**Description of the task**
Reproduce every line of the following material verbatim, leaving nothing out and changing nothing.

**Entries provided**
┄┄┄┄┄┄┄┄┄┄┄┄┄┄┄┄┄┄┄┄

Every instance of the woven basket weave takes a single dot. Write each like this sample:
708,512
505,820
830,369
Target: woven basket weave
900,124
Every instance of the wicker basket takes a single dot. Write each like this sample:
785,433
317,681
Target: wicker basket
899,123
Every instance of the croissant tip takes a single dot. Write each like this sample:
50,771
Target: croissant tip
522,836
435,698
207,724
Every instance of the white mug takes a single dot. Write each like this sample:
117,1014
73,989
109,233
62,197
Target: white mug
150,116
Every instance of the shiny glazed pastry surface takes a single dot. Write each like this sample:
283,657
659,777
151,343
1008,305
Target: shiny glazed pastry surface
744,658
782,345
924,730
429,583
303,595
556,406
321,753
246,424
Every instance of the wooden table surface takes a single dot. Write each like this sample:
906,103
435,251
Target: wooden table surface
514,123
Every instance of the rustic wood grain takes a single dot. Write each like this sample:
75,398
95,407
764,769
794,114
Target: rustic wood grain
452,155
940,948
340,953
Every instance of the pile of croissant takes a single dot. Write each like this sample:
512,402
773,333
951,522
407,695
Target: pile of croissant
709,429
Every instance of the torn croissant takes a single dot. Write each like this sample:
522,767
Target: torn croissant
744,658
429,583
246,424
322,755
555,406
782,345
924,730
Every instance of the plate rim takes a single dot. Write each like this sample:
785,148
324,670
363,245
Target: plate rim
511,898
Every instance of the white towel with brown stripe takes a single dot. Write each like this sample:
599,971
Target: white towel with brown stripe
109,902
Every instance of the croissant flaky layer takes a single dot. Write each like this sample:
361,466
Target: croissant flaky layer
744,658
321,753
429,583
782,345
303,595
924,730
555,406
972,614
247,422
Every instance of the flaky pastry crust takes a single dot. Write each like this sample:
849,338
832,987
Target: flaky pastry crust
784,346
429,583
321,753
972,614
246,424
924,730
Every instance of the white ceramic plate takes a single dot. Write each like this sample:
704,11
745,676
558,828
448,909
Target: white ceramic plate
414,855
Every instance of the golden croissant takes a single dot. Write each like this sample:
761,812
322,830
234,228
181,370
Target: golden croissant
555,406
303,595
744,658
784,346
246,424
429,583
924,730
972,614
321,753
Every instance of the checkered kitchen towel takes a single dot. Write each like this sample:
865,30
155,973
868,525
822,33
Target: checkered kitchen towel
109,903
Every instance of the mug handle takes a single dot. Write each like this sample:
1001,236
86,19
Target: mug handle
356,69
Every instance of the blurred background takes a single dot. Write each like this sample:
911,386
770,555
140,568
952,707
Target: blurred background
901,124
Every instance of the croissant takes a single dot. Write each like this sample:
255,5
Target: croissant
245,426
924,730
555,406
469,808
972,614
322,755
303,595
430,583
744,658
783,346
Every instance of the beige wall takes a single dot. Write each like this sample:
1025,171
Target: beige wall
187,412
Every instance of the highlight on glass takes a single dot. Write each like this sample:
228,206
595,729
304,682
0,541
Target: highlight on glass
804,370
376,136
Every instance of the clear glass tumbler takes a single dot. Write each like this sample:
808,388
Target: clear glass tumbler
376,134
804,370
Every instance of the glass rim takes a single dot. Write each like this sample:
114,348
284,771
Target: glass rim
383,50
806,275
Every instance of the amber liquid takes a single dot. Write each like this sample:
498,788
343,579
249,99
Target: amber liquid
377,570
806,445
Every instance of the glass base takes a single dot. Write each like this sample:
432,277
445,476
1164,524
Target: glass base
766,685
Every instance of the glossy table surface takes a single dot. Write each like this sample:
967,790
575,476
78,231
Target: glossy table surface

┄┄┄┄┄┄┄┄┄┄┄┄┄┄┄┄┄┄┄┄

**In response**
Every instance of the woven basket weave takes a single dot. Write each like this sample:
708,512
505,820
830,369
Target: woven basket weave
900,124
Every instance of the wicker basket takes a single dot. Write each like this sample:
785,433
317,681
Target: wicker basket
899,123
Every instance of the croissant tip takes a single dot. Write each like this sample:
50,771
Target: croissant tip
522,836
435,698
207,724
Every instance of the white mug takes a single dot. Write each like this sample:
117,1014
73,989
109,233
62,197
Target: white mug
150,116
Every instance of the shiny glazed pastry surface takes a single dot. Write each like this sample:
283,657
659,777
151,343
1008,305
Target: shiny glazed pastry surface
744,658
782,345
924,730
429,583
303,595
556,406
321,753
246,424
Every instance of the wooden table surface takes a single dot. Write each like this sample:
906,103
435,251
Target: wooden table surface
514,123
Every instance of the rustic wood grain takes a single dot. Write each like this sample:
75,398
95,407
764,769
794,114
Target: rustic wood grain
452,155
940,948
340,953
Every instance of the pile of croissant takes a single dot. Write each like this sample:
512,402
773,333
951,522
407,695
Target: pile of croissant
709,429
Every instance of the torn croissant takes a single dot. Write each like this sample:
522,767
Target: torn croissant
744,658
429,583
246,424
322,755
555,406
782,345
924,730
Every instance of the plate rim takes a single dot. Write each like this sample:
785,148
324,670
363,245
Target: plate rim
511,898
Every instance of the white towel with brown stripe takes a single dot. Write each like this sample:
599,971
Target: white towel with brown stripe
109,902
Every instance of the croissant flaky layer takes a single dot. Write each like this sample:
361,466
Target: croissant flaky layer
744,658
321,753
429,583
782,345
303,595
924,730
555,406
972,614
247,422
Every instance of the flaky pastry crust takes a single dot. Write each like this sample:
849,338
832,987
Target: flaky pastry crust
784,346
429,583
321,753
972,614
246,424
924,730
Every instance of the white ceramic plate takes a single dot. Write each like this sample:
704,11
745,676
558,828
448,909
Target: white ceramic plate
414,855
Every instance of the golden croissant takes a single dot. Write each like this sample:
761,812
322,830
234,228
181,370
Target: golden croissant
555,406
303,595
744,658
784,346
246,424
429,583
924,730
972,614
321,753
Every instance of the checkered kitchen towel takes a single dot. Write each like this sample:
865,30
155,973
868,525
822,33
Target: checkered kitchen towel
109,903
Every instance of the mug handle takes a single dot. Write each like this sample:
1001,236
86,19
Target: mug handle
356,69
Every instance of the blurred background takes a single dot. Write each like this sample:
911,386
770,555
140,568
952,707
Target: blurred background
901,124
Every instance of the croissant takes a single dot. Write each like this sample:
255,5
Target: croissant
245,426
924,730
555,406
469,808
972,614
322,755
303,595
430,583
744,658
783,346
Every instance of the beige wall takes a single dot. Write each like this sample:
1025,171
Target: beige wall
187,412
Every instance of the highlight on glass takes a single dot. Write each like this sample:
228,206
595,729
304,682
0,541
Target: highlight on glass
804,370
376,136
Every instance of the clear glass tumbler takes a single dot. Write each like this sample:
808,388
Target: clear glass tumbler
376,134
804,370
Every instance of the glass rim takes a single dot. Write each like this sample:
114,348
284,771
Target: glass rim
383,50
806,275
Every instance of the amber liquid takes a single dot. Write each like this sample:
498,788
343,579
249,99
Target: amber liquid
377,570
806,445
Every instance of the glass base takes a single dot. Write each like this sample:
432,277
445,476
1164,524
Target: glass base
766,685
Every instance of the glossy table surface takes a single dot. Write each like this sample:
967,790
575,476
78,231
Target: glossy table surface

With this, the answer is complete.